# Material for this exercise
==================================================
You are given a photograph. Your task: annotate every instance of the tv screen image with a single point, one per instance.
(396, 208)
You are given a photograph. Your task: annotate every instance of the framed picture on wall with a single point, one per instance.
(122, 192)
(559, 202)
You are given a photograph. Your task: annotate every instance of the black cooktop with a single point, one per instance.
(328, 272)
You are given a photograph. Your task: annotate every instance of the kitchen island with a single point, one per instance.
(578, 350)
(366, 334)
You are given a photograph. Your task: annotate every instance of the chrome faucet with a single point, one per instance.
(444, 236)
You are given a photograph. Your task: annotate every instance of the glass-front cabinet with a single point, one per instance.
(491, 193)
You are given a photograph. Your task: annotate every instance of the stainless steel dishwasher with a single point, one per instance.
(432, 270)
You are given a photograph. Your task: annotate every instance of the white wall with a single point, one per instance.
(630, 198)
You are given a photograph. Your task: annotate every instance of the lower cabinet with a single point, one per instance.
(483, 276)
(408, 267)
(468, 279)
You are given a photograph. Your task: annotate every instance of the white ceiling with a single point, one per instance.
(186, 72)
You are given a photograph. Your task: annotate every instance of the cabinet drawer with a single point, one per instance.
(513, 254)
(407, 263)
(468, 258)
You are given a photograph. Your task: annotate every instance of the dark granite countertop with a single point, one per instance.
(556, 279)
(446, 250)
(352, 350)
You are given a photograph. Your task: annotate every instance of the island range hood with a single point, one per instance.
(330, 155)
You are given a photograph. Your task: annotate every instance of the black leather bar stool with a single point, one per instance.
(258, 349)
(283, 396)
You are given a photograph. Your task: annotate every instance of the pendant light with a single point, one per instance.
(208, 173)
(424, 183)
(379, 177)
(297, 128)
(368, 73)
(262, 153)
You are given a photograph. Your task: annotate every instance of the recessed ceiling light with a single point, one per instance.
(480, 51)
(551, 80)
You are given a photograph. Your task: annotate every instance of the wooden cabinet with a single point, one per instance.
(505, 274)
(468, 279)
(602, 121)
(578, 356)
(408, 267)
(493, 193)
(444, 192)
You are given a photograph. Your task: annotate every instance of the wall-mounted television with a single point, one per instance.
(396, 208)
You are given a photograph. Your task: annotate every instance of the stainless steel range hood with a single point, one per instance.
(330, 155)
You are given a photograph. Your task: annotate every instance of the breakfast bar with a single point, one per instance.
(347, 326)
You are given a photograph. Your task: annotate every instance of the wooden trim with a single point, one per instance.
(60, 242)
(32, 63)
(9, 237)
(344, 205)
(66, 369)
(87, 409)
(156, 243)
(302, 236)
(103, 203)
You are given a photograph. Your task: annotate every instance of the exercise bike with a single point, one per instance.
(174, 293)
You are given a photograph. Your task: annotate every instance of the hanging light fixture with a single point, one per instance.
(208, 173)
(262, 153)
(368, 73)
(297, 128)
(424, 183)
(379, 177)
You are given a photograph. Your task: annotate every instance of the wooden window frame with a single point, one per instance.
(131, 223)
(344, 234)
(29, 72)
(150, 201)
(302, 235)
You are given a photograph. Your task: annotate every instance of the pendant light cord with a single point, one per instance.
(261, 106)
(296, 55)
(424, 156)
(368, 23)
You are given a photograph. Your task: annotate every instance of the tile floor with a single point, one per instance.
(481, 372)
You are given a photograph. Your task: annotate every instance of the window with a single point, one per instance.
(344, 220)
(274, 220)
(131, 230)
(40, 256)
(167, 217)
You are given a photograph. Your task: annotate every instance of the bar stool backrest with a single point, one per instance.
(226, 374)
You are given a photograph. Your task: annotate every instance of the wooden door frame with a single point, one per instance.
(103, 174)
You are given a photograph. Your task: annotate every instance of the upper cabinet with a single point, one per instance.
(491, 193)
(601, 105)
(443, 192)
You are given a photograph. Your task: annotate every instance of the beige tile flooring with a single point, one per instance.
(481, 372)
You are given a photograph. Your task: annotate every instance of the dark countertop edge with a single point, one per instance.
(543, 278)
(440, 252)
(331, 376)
==================================================
# Given task
Quote the lines of the listing above that run from the line with "bar with a single point, one per instance." through its last line, both included, and nothing else.

# Completed task
You are given a photograph. Your task: annotate every instance of the breakfast bar with a single point, one per instance.
(347, 326)
You are given a photograph. Your task: annotate every instance of the wooden trim with a single point, one per instance.
(60, 242)
(32, 63)
(9, 237)
(344, 205)
(66, 369)
(87, 409)
(156, 243)
(302, 236)
(103, 203)
You are given a photograph. Your task: annotate every instance of the exercise bike with a single point, one per instance.
(174, 293)
You are given a photograph. Your task: annotate every instance of the hanging light fixture with a single point, one per instance.
(208, 173)
(262, 153)
(368, 73)
(297, 128)
(424, 183)
(379, 177)
You are given a photograph. Your task: annotate every instance of the wooden window frame with a single point, one per instance.
(131, 223)
(344, 234)
(29, 72)
(150, 201)
(302, 235)
You are given a photograph. Your task: annotate every instance of the pendant light cord with a single point, one per instance.
(261, 106)
(296, 55)
(424, 156)
(368, 23)
You are given a photograph. Your task: annotate every instance of the tile floor with a single point, one per instance.
(481, 372)
You are given a photograph. Your task: annotate every instance of the window with a single point, one per instance.
(344, 220)
(274, 220)
(131, 230)
(40, 256)
(167, 217)
You are given a photograph. Your task: annotate every instance of the bar stool backrest with a single point, one per instance.
(226, 374)
You are given a photograph. Your task: annotate every instance of the wooden door frame with a single point, one per instance.
(103, 174)
You are given a photograph. Your task: annotate every instance of the upper cabinet with a single point, one per instance.
(491, 193)
(601, 105)
(443, 192)
You are given a photograph. Your task: annotate every instance of the beige tile flooring with a single point, one per instance.
(481, 372)
You are given a photograph. Your task: annotate every instance of the dark countertop edge with a single point, one per instance.
(543, 278)
(440, 252)
(331, 376)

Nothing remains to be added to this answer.